[Point annotation dataset records]
——
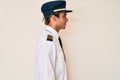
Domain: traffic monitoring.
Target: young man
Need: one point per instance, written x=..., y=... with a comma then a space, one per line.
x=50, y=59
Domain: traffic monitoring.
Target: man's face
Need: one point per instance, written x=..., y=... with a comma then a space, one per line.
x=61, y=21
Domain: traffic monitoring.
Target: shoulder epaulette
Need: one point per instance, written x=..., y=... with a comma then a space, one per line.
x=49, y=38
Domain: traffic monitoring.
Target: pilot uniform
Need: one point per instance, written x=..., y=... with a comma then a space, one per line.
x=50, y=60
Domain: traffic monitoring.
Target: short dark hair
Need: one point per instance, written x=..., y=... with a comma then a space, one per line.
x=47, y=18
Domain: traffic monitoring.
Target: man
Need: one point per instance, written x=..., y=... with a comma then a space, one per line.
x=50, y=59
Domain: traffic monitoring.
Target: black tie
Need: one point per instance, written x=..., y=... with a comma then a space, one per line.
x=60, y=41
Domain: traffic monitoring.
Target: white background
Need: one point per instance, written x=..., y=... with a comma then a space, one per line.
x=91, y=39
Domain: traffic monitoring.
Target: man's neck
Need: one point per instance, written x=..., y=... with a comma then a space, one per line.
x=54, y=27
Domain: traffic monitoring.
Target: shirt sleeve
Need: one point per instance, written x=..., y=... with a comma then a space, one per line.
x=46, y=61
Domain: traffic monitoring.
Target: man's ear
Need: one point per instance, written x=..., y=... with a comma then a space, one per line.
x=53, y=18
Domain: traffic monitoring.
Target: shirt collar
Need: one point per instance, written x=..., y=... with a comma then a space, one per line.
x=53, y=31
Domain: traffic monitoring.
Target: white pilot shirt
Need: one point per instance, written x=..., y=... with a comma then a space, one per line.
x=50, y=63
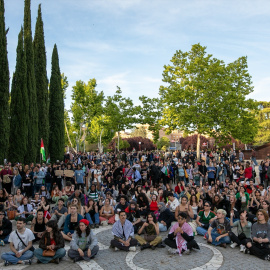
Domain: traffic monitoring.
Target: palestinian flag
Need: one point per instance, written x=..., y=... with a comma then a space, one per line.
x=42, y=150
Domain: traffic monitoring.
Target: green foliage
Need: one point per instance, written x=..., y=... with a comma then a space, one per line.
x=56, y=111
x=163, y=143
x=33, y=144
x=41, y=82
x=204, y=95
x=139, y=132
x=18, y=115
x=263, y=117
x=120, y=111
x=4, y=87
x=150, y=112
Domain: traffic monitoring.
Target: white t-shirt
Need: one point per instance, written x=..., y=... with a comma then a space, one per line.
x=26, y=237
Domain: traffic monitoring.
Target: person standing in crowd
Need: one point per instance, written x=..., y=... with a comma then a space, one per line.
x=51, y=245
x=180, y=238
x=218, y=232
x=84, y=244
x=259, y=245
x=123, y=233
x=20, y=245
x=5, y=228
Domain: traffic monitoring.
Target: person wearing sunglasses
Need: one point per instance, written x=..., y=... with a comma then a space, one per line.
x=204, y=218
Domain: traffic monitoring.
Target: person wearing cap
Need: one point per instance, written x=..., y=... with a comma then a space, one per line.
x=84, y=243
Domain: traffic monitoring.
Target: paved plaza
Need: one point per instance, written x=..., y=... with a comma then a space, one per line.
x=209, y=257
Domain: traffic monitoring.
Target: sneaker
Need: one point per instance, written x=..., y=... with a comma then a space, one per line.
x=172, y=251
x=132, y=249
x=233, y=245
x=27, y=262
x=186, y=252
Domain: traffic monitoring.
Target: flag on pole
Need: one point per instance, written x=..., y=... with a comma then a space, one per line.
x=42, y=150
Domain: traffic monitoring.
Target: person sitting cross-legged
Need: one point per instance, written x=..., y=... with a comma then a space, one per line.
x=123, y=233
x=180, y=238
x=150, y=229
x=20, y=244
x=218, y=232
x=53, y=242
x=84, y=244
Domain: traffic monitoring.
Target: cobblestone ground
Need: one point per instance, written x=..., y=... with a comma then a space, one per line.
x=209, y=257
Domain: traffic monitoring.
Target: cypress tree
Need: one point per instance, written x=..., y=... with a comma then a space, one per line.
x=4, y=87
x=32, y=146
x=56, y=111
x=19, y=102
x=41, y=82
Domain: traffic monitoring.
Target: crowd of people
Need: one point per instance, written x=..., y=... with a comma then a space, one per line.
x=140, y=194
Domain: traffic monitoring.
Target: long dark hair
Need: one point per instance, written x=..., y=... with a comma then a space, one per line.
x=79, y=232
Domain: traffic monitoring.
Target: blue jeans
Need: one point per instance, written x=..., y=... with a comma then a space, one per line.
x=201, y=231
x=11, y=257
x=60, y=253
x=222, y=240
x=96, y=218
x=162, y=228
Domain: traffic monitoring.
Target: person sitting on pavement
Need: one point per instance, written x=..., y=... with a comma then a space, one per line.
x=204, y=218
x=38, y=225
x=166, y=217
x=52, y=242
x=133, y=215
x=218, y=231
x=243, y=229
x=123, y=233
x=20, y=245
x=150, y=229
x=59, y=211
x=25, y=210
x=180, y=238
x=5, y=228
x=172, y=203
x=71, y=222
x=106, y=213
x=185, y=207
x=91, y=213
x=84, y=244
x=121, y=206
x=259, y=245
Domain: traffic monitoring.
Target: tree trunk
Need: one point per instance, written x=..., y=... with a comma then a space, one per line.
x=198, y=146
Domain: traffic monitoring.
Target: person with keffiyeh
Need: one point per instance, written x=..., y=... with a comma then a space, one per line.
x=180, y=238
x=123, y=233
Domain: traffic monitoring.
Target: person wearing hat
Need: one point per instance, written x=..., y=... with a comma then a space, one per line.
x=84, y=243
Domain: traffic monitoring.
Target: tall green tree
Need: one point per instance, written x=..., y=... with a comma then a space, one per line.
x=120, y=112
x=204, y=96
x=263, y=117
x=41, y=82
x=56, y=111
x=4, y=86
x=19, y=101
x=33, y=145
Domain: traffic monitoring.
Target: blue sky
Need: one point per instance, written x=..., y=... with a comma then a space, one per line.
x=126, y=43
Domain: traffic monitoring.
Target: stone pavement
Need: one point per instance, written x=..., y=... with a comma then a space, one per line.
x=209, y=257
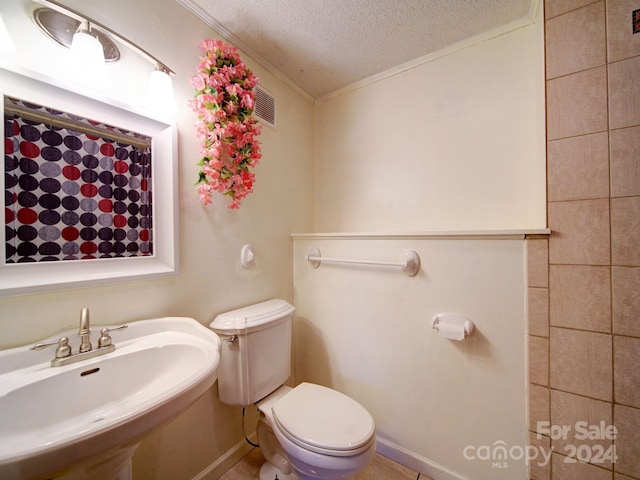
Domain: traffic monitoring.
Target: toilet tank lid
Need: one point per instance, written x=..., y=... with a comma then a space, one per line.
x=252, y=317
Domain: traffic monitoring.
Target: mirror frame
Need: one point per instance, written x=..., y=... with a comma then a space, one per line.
——
• **Goal of the exercise**
Set down the material exactly, every line of it, except for the pictures.

• **Task answer**
Domain: traffic monitoring.
Target: young man
Need: one point per instance, written x=..., y=... with a comma then a space, one per line.
x=50, y=59
Domain: traffic monitoring.
Target: man's face
Need: one point per instance, written x=..., y=... with a comma then a space, one per line.
x=61, y=21
Domain: traffic monitoring.
Target: shoulder epaulette
Need: one point per instance, written x=..., y=... with a comma then a space, one per line.
x=49, y=38
Domain: traffic monitoring.
Target: pilot uniform
Need: one point per instance, written x=..., y=... with a comma then a space, one per line.
x=50, y=60
Domain: traffic monitoring.
Target: short dark hair
Need: one point per instance, written x=..., y=... with a comma then a space, one per line.
x=47, y=18
Domain: traffic monitoring.
Target: man
Need: one point per instance, written x=..., y=... with a comma then a space, one per line.
x=50, y=59
Domain: traffic monitoring.
Target: black tie
Need: one point per instance, written x=..., y=... with a comma then a space, one per line.
x=60, y=41
Domain: traffic monitoring.
Target: white background
Need: one point per instance, written x=..., y=... with a comma then a space, one per line.
x=91, y=39
Domain: traffic monitoring.
Target: man's neck
Need: one point per instance, written x=..., y=... with a comma then a space, one per line.
x=54, y=27
Domain: traffic monitoring.
Target: shirt sleeve
Need: one point per instance, written x=..., y=... with a comma then a space, one per line.
x=46, y=61
Domain: traffic monitoring.
Target: man's ear
Need: one point per instance, written x=..., y=... with a comma then a space, one per line.
x=53, y=18
Domain: traffic monitoring.
Target: shirt collar
Need: one point per instance, written x=..., y=... with a comma then a space, one per line.
x=53, y=31
Domain: traffic monitoring.
Target: white pilot shirt
Need: one point per instance, written x=..., y=... with a comma then a space, one per line.
x=50, y=63
Domain: traffic monitoring.
Target: palestinian flag
Need: one point per instance, written x=..., y=... with a comma then a space, one per line.
x=42, y=150
Domain: traffic monitoring.
Target: green foliage
Need: one point per instance, written x=..., y=... with a comma then a space, one per line.
x=56, y=111
x=163, y=143
x=33, y=144
x=41, y=82
x=204, y=95
x=139, y=132
x=18, y=115
x=263, y=117
x=120, y=111
x=4, y=87
x=150, y=112
Domain: traffic monitoring.
Target: white t-shirt
Need: one point per instance, written x=..., y=... with a comma then a space, one per line.
x=26, y=237
Domain: traffic monitoring.
Target: person standing in crowd
Need: one point per instance, written x=..., y=... with a comma then a space, one per line.
x=51, y=245
x=180, y=238
x=218, y=232
x=84, y=244
x=259, y=245
x=123, y=233
x=20, y=245
x=5, y=228
Domain: traffic monitoring.
Target: person wearing sunglasses
Need: one point per instance, written x=..., y=... with a comma then a space, one per line.
x=204, y=218
Domain: traffic monitoring.
Target: person wearing cap
Need: one point per instance, written x=..., y=... with a comma then a space, one per line.
x=84, y=243
Domain: traffic monitoring.
Target: paved plaza
Need: one point per instance, written x=..., y=... with a comma then a space, one per line.
x=209, y=257
Domain: traffic monitoring.
Target: sneaker
Need: one point per instance, written x=..., y=... with a comma then a space, one per line.
x=172, y=251
x=132, y=249
x=233, y=245
x=27, y=262
x=186, y=252
Domain: traffic monitoring.
Target: flag on pole
Need: one point per instance, written x=..., y=... with a comma then a space, one per line.
x=42, y=150
Domain: traffic monitoring.
Target: person sitting cross-legged
Need: one point per instance, written x=..., y=... with a comma then a space, one per line.
x=123, y=233
x=180, y=238
x=150, y=229
x=20, y=244
x=218, y=232
x=53, y=242
x=84, y=244
Domain: traffic monitoring.
Target: cobblestone ground
Need: one point per instance, written x=..., y=... with a comma then a space, one per line.
x=209, y=257
Domain: traffic monitoring.
Target: cypress tree
Need: one point per instance, written x=..., y=... with a comma then a space, one per line.
x=4, y=87
x=32, y=146
x=56, y=111
x=19, y=102
x=41, y=82
Domain: traffic monitoring.
Target: crowd of people
Need: one point per instance, written x=..., y=... with a comma then a space, one per line.
x=140, y=194
Domain: traffic monitoring.
Target: long dark hair
Need: one point per instance, written x=..., y=... with a comma then a space, one per line.
x=79, y=232
Domain: traffic monitoring.
Target: blue jeans
Need: one point per instance, written x=..., y=... with a comma then a space, one per line.
x=201, y=231
x=11, y=257
x=60, y=253
x=222, y=240
x=96, y=218
x=162, y=228
Domain: traffic monitoring.
Target: person sitting on pavement
Need: one point per instance, written x=..., y=... with a comma then a space, one per line.
x=204, y=218
x=38, y=225
x=166, y=217
x=52, y=242
x=133, y=215
x=218, y=231
x=243, y=229
x=123, y=233
x=20, y=245
x=150, y=229
x=59, y=211
x=25, y=210
x=180, y=238
x=5, y=228
x=172, y=203
x=71, y=222
x=106, y=213
x=185, y=207
x=91, y=213
x=84, y=244
x=121, y=206
x=259, y=245
Domain: traffic monitoring.
Target: tree trunk
Need: one point per instance, written x=..., y=... with a comma then a space, one per line.
x=198, y=146
Domain: traffic monitoring.
Target: person with keffiyeh
Need: one point per instance, written x=..., y=... with a comma then a space, one per line.
x=180, y=238
x=123, y=233
Domain: traffic monitoring.
Target: person wearing hat
Need: one point per instance, written x=..., y=... with a comma then a space, one per line.
x=84, y=243
Domain: traffic monitoring.
Target: tall green tree
Need: one point per instance, written x=..., y=... with a comma then a space, one per line.
x=120, y=112
x=204, y=96
x=263, y=117
x=41, y=82
x=56, y=111
x=4, y=86
x=19, y=101
x=33, y=145
Domain: traffic monitoring.
Target: blue sky
Need: one point per instance, written x=..., y=... with a comma then a space, one per line.
x=126, y=43
Domain: traffic monitoring.
Target: stone pavement
Need: one point per instance, written x=..., y=... with a comma then a space, one per line.
x=209, y=257
Domain: traffic monitoring.
Target: toilet tank lid
Need: one point per instance, written x=..., y=... with a comma then a space, one per line.
x=252, y=317
Domain: traffic monitoring.
Target: mirror frame
Need: one point per instance, written x=..., y=... with a comma then a space, one per line.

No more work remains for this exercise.